Exercise details
From the data below, pull out each line that contains the string "window", treating uppercase and lowercase as different.

Records to process
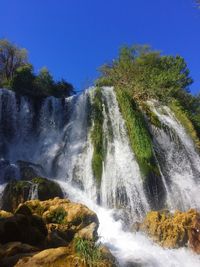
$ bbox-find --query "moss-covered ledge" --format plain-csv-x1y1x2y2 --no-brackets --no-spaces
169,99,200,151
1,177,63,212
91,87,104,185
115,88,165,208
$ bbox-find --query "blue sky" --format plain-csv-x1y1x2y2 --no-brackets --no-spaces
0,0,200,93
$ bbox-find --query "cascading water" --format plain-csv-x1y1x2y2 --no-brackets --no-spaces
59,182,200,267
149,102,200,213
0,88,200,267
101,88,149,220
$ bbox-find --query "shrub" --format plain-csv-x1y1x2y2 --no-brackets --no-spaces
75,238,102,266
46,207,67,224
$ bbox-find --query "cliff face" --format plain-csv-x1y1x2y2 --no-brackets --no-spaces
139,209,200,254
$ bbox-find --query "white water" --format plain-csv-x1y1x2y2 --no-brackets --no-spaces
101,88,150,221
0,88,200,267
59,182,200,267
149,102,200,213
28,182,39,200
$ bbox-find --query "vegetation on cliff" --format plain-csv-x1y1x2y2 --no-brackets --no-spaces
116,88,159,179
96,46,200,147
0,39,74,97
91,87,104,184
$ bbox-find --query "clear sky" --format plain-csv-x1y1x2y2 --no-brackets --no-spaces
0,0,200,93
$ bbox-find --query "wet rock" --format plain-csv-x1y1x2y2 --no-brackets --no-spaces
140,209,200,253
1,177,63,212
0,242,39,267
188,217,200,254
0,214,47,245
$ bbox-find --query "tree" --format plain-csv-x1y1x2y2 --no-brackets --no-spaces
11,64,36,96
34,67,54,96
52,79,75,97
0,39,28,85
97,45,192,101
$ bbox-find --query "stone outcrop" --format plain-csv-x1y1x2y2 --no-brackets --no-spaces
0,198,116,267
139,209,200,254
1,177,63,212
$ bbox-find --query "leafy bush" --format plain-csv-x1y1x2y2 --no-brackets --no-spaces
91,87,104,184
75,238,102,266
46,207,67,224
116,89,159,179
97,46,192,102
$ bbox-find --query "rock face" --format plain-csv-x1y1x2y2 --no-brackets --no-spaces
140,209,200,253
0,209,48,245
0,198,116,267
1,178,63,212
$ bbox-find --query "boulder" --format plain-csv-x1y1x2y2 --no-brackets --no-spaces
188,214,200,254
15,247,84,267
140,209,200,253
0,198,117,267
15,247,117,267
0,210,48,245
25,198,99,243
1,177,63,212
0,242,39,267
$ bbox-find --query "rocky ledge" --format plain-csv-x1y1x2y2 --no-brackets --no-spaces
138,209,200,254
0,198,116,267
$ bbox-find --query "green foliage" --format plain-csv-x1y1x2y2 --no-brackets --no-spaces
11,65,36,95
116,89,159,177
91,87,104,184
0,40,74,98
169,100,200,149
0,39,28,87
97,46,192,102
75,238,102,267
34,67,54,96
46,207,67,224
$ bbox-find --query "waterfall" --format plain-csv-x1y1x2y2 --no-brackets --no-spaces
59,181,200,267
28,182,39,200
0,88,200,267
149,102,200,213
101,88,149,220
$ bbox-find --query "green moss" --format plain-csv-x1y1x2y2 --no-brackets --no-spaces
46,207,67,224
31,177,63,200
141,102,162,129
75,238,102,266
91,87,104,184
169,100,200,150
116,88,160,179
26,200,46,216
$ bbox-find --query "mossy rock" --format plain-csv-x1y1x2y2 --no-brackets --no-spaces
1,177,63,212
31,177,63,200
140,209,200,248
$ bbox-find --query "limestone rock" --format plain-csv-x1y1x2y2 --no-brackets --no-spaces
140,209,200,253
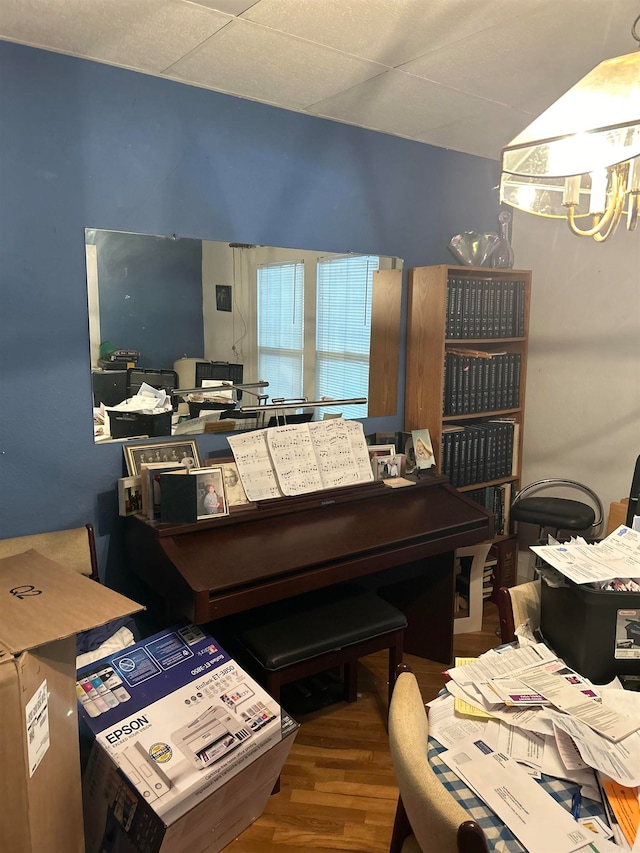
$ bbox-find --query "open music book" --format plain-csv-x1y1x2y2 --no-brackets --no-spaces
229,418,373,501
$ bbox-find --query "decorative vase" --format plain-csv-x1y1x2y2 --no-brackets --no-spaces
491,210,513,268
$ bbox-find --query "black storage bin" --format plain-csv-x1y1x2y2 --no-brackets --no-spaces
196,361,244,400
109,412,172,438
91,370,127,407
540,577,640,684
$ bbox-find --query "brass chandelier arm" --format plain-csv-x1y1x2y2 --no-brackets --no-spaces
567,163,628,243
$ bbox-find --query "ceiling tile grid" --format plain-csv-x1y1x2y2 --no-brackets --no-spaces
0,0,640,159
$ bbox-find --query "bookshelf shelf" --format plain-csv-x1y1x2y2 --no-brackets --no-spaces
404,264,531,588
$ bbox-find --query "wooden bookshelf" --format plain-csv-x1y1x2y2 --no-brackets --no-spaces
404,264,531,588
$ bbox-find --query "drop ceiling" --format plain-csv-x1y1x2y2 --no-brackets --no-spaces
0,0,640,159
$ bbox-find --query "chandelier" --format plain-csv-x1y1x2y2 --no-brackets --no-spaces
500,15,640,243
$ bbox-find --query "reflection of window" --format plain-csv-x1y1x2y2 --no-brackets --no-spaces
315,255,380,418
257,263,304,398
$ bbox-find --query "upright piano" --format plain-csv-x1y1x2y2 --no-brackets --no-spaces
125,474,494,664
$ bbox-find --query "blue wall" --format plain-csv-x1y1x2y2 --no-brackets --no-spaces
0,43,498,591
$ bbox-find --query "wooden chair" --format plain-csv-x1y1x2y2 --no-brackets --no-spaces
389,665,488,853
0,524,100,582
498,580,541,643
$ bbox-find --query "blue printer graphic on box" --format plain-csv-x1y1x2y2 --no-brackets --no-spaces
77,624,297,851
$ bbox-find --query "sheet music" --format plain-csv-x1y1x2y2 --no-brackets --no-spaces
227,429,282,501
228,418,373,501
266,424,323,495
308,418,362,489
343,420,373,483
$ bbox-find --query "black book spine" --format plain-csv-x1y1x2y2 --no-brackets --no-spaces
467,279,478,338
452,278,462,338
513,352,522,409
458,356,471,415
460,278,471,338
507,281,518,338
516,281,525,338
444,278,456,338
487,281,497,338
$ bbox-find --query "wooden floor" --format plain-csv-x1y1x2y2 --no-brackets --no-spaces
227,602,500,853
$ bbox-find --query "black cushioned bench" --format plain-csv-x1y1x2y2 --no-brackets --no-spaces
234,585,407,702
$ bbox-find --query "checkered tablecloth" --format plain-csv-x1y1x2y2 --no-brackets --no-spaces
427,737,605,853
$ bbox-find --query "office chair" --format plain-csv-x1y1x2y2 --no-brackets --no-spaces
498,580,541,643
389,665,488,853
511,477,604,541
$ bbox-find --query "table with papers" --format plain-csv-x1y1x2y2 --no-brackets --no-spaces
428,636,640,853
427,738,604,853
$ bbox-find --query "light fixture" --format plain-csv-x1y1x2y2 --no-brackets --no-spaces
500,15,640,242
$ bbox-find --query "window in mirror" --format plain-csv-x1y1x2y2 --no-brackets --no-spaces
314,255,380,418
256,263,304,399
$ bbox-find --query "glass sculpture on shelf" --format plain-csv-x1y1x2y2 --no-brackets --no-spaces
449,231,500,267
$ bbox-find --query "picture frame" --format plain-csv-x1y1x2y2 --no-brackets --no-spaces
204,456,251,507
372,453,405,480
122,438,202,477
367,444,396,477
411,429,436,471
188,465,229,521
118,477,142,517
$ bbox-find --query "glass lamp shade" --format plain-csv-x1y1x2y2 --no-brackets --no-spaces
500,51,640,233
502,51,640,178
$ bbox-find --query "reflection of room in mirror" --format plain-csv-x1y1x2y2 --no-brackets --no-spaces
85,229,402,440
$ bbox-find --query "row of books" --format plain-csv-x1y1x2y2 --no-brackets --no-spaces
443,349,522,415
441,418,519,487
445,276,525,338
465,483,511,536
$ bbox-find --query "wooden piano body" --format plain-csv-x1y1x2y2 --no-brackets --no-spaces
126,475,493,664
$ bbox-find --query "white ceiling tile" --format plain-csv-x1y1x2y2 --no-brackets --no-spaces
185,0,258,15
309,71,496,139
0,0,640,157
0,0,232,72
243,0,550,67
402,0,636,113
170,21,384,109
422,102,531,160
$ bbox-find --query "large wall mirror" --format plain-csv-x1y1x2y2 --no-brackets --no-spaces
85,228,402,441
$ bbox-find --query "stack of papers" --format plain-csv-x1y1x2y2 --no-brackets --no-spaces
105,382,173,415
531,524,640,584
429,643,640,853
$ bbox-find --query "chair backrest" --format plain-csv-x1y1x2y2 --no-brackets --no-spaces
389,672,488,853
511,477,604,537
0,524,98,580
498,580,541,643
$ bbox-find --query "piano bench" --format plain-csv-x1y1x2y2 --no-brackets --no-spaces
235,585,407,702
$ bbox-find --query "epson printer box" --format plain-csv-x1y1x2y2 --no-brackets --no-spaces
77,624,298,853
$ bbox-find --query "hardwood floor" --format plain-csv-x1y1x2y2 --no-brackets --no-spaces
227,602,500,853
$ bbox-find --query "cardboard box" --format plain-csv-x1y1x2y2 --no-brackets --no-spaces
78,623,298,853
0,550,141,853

Solution to this exercise
$ bbox-find --query "reflection of window" --format plain-csv-x1y1x2y2 --no-brackets --no-spaces
$ bbox-find --query "window in mirror" --format plain-csv-x1y1x2y2 --no-brackets --no-spaces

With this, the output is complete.